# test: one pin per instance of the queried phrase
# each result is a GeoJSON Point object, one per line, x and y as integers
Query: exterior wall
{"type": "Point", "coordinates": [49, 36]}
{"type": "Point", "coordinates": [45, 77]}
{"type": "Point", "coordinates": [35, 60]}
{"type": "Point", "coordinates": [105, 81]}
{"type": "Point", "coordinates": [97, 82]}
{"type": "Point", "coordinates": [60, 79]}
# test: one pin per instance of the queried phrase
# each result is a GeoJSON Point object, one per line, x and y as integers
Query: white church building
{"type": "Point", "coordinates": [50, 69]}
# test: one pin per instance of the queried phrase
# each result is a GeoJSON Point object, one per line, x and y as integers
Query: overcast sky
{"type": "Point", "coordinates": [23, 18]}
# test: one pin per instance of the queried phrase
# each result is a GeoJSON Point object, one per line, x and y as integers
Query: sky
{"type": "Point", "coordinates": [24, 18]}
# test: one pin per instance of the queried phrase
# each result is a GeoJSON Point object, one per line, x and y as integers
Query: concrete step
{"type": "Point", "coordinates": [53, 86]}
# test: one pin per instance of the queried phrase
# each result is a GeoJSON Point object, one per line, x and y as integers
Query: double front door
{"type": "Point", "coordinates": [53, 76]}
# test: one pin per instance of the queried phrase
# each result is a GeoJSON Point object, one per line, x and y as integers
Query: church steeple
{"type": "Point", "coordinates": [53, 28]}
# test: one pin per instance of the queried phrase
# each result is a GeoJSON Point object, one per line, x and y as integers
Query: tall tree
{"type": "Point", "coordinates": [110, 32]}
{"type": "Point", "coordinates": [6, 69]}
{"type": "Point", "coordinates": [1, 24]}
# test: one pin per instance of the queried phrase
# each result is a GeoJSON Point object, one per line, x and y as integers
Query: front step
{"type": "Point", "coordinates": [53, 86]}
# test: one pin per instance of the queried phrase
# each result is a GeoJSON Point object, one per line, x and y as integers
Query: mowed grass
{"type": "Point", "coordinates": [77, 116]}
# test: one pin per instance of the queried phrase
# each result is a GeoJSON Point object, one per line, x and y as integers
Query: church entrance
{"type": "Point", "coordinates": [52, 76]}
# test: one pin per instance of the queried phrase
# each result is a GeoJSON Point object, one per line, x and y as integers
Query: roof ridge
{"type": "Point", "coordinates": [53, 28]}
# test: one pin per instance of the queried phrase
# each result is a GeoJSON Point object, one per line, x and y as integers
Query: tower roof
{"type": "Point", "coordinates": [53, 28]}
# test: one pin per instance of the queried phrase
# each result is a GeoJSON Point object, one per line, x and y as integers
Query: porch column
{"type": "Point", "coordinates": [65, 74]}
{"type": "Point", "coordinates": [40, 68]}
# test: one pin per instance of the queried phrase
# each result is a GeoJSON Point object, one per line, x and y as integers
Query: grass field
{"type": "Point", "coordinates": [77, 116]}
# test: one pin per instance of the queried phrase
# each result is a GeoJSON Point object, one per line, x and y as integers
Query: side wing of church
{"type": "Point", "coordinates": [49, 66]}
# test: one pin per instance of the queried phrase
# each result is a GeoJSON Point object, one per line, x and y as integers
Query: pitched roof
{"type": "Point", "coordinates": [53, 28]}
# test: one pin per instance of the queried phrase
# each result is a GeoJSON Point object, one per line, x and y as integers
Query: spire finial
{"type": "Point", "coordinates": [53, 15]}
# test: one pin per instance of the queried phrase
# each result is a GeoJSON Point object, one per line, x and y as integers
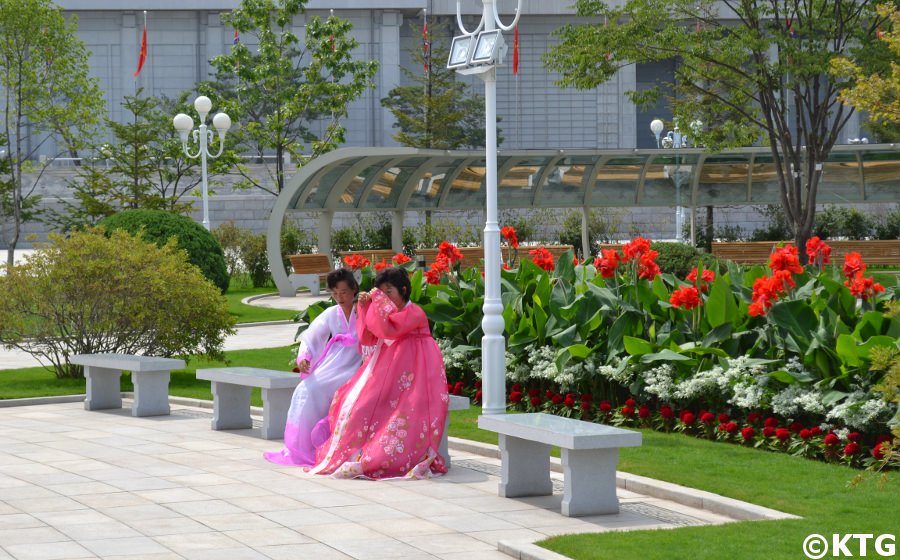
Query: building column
{"type": "Point", "coordinates": [390, 70]}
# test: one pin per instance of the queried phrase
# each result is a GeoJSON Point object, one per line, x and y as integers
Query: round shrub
{"type": "Point", "coordinates": [158, 226]}
{"type": "Point", "coordinates": [98, 292]}
{"type": "Point", "coordinates": [675, 258]}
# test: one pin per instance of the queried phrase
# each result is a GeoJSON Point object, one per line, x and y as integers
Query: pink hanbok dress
{"type": "Point", "coordinates": [331, 346]}
{"type": "Point", "coordinates": [387, 421]}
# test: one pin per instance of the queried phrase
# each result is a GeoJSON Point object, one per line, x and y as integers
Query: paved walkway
{"type": "Point", "coordinates": [103, 484]}
{"type": "Point", "coordinates": [80, 484]}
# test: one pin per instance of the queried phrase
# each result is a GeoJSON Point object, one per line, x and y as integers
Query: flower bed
{"type": "Point", "coordinates": [621, 341]}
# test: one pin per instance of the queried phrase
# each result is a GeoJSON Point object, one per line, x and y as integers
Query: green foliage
{"type": "Point", "coordinates": [95, 293]}
{"type": "Point", "coordinates": [734, 64]}
{"type": "Point", "coordinates": [887, 226]}
{"type": "Point", "coordinates": [49, 95]}
{"type": "Point", "coordinates": [435, 110]}
{"type": "Point", "coordinates": [159, 226]}
{"type": "Point", "coordinates": [841, 222]}
{"type": "Point", "coordinates": [278, 90]}
{"type": "Point", "coordinates": [675, 258]}
{"type": "Point", "coordinates": [602, 228]}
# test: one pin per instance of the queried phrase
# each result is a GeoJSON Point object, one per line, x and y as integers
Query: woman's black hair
{"type": "Point", "coordinates": [396, 277]}
{"type": "Point", "coordinates": [342, 275]}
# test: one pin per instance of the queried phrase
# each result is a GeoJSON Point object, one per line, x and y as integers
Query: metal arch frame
{"type": "Point", "coordinates": [299, 187]}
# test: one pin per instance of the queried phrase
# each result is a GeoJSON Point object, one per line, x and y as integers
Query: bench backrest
{"type": "Point", "coordinates": [314, 263]}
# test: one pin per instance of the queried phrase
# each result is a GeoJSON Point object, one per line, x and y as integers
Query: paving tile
{"type": "Point", "coordinates": [257, 538]}
{"type": "Point", "coordinates": [129, 545]}
{"type": "Point", "coordinates": [450, 542]}
{"type": "Point", "coordinates": [296, 551]}
{"type": "Point", "coordinates": [9, 537]}
{"type": "Point", "coordinates": [49, 551]}
{"type": "Point", "coordinates": [382, 549]}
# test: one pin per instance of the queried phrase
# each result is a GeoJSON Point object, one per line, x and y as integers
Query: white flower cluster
{"type": "Point", "coordinates": [659, 381]}
{"type": "Point", "coordinates": [860, 411]}
{"type": "Point", "coordinates": [795, 399]}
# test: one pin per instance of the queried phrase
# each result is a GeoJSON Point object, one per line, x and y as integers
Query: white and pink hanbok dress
{"type": "Point", "coordinates": [331, 347]}
{"type": "Point", "coordinates": [387, 421]}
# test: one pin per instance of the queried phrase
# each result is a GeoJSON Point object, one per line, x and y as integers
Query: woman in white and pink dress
{"type": "Point", "coordinates": [329, 355]}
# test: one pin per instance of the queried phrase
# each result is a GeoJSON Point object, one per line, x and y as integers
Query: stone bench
{"type": "Point", "coordinates": [149, 374]}
{"type": "Point", "coordinates": [456, 403]}
{"type": "Point", "coordinates": [231, 388]}
{"type": "Point", "coordinates": [309, 270]}
{"type": "Point", "coordinates": [590, 453]}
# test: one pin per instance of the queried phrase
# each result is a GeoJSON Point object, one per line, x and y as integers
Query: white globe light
● ● ● ● ● ● ●
- **Your objective**:
Without including any pictures, repeat the records above exactly.

- **Exercise output**:
# test: one pin per instance of the queried phrase
# each result is a GeoJSON Point object, one per line, x and y as integers
Query: exterior wall
{"type": "Point", "coordinates": [49, 36]}
{"type": "Point", "coordinates": [45, 77]}
{"type": "Point", "coordinates": [35, 60]}
{"type": "Point", "coordinates": [105, 81]}
{"type": "Point", "coordinates": [97, 82]}
{"type": "Point", "coordinates": [60, 79]}
# test: one pin per instance of the queried phrase
# each result is a GeoJSON Point object, one per line, x and y as integers
Query: white church building
{"type": "Point", "coordinates": [50, 69]}
# test: one pin per instance of the queried phrase
# each result is a GeoJSON Point object, one per line, x and y as integers
Query: overcast sky
{"type": "Point", "coordinates": [23, 18]}
# test: one pin per instance of the queried phrase
# each result is a GeoJSON Point object, one per line, x and y as integers
Query: sky
{"type": "Point", "coordinates": [24, 18]}
# test: one pin per instance of the queried phrase
# each result is a GeoJSON Point object, one per line, x and y as integers
Query: concrete step
{"type": "Point", "coordinates": [53, 86]}
# test: one pin per instance of the queried phrase
# each result is a GeoJSON Point object, one per line, x and y as integers
Query: double front door
{"type": "Point", "coordinates": [53, 76]}
# test: one pin per instance of the queried phrase
# each result is a GeoJSON Point object, one per line, x and y as integers
Query: church steeple
{"type": "Point", "coordinates": [53, 28]}
# test: one pin per instance of the queried phrase
# each result is a GeoJSON Point object, one per line, x and y as integers
Query: tall tree
{"type": "Point", "coordinates": [110, 32]}
{"type": "Point", "coordinates": [6, 69]}
{"type": "Point", "coordinates": [1, 24]}
# test: one pin per instance of the queried phrase
# each result is a GeoJSON Point object, one per line, x and y as integers
Query: front step
{"type": "Point", "coordinates": [53, 86]}
# test: one pin per instance of the queried phrase
# each result is a GeoJSON Point object, one per line, x and y as integers
Query: mowed grass
{"type": "Point", "coordinates": [77, 116]}
# test: one pin per instance of the queried phrase
# each result is a GeoJSON Point object, one per line, x and y as integers
Query: church entrance
{"type": "Point", "coordinates": [52, 76]}
# test: one pin per instance of the queried phrase
# each result is a GeoJSON Point object, one per line, x and y as integers
Query: roof ridge
{"type": "Point", "coordinates": [53, 28]}
# test: one pin per instance of the queried phrase
# each result is a GeoJSON Point object, one per line, x and y as integers
Query: tower roof
{"type": "Point", "coordinates": [53, 28]}
# test: one pin per instance of the queried phrase
# each result is a GeoJSON Point object, one per line, x and y as integers
Query: porch column
{"type": "Point", "coordinates": [65, 74]}
{"type": "Point", "coordinates": [40, 68]}
# test: one pin per instance of the queried phrase
# each result is a GeoJSON Point object, one per line, x and y as integers
Query: grass field
{"type": "Point", "coordinates": [77, 116]}
# test: one pin per instance of the queried phrase
# each result is a GeoJSON Point object, one per line, x and y as integers
Query: side wing of church
{"type": "Point", "coordinates": [49, 66]}
# test: one pin per instance of the queried phrase
# each result is a GeoJSON Point object, one per line, x and y as integers
Query: pitched roof
{"type": "Point", "coordinates": [53, 28]}
# test: one pin per instance of the queried phrase
# each result is a GeoJSON Point object, one per line, x and y as integers
Query: spire finial
{"type": "Point", "coordinates": [53, 15]}
# test: one pin per instance of the queried phrase
# each result is a GeoJSON Point object, one per line, x and y as integers
Query: building column
{"type": "Point", "coordinates": [390, 70]}
# test: one pin per instance of the queried phrase
# each result is a GeoJSON Point object, one per line, x and y as integers
Query: round shrub
{"type": "Point", "coordinates": [158, 226]}
{"type": "Point", "coordinates": [98, 292]}
{"type": "Point", "coordinates": [675, 258]}
# test: one pin per instance of the queried phrase
# each result is a GeoJSON Point object, one per line, x and y as integers
Query: pink hanbok dress
{"type": "Point", "coordinates": [331, 346]}
{"type": "Point", "coordinates": [387, 421]}
# test: one pin per instance of the queried phrase
# each result is a GeoJSON Point object, one per line, x and y as integers
Query: paved walkway
{"type": "Point", "coordinates": [103, 484]}
{"type": "Point", "coordinates": [80, 484]}
# test: one pin per instance of the queried phrase
# each result is a GeoJSON Point object, one per line, x and y as integers
Query: flower bed
{"type": "Point", "coordinates": [621, 341]}
# test: one pin per instance of the queried phrase
# each result is a GeoJSON Point object, one per line, x and y as integers
Query: green foliage
{"type": "Point", "coordinates": [95, 293]}
{"type": "Point", "coordinates": [734, 64]}
{"type": "Point", "coordinates": [887, 226]}
{"type": "Point", "coordinates": [49, 95]}
{"type": "Point", "coordinates": [435, 110]}
{"type": "Point", "coordinates": [159, 226]}
{"type": "Point", "coordinates": [841, 222]}
{"type": "Point", "coordinates": [278, 90]}
{"type": "Point", "coordinates": [675, 258]}
{"type": "Point", "coordinates": [602, 228]}
# test: one pin per instance of the queried phrase
# each result is a GeoJSON Point object, one per line, x and y as integers
Query: woman's black hair
{"type": "Point", "coordinates": [396, 277]}
{"type": "Point", "coordinates": [342, 275]}
# test: one pin per instance of the queried phrase
# each result is a GeoJSON Point object, one per line, x and y as integers
Query: metal arch frame
{"type": "Point", "coordinates": [299, 187]}
# test: one pin per instance of the queried phrase
# each result is a GeoJSON Point object, one per line, x and y as integers
Query: bench backrest
{"type": "Point", "coordinates": [314, 263]}
# test: one pin per instance of the queried phrase
# each result is a GeoJSON Point object, one per line, x and y as integers
Query: paving tile
{"type": "Point", "coordinates": [257, 538]}
{"type": "Point", "coordinates": [129, 545]}
{"type": "Point", "coordinates": [450, 542]}
{"type": "Point", "coordinates": [296, 551]}
{"type": "Point", "coordinates": [9, 537]}
{"type": "Point", "coordinates": [49, 551]}
{"type": "Point", "coordinates": [382, 549]}
# test: one pin per instance of the queried phrase
# each result is a GeoJSON Point object, one per line, x and y as integers
Query: white flower cluster
{"type": "Point", "coordinates": [659, 381]}
{"type": "Point", "coordinates": [860, 411]}
{"type": "Point", "coordinates": [795, 399]}
# test: one pin per instance of the queried phrase
# each result is a GeoJSON Point object, one per line, x and y as integers
Query: white and pink hanbok dress
{"type": "Point", "coordinates": [331, 347]}
{"type": "Point", "coordinates": [387, 421]}
# test: one pin per instance of the queried phrase
# each result is a GeoJSON Point object, one per line, x and y as integers
Query: woman in white and pink dress
{"type": "Point", "coordinates": [329, 355]}
# test: one pin per instance of the queried phrase
# each result is a GeoJSON Point object, one per line, x and y as integers
Query: stone bench
{"type": "Point", "coordinates": [149, 374]}
{"type": "Point", "coordinates": [456, 403]}
{"type": "Point", "coordinates": [231, 388]}
{"type": "Point", "coordinates": [309, 270]}
{"type": "Point", "coordinates": [590, 453]}
# test: one pin per instance of the queried phrase
# each result is a GeoJSON Point object, one per line, x and y as integers
Query: white globe light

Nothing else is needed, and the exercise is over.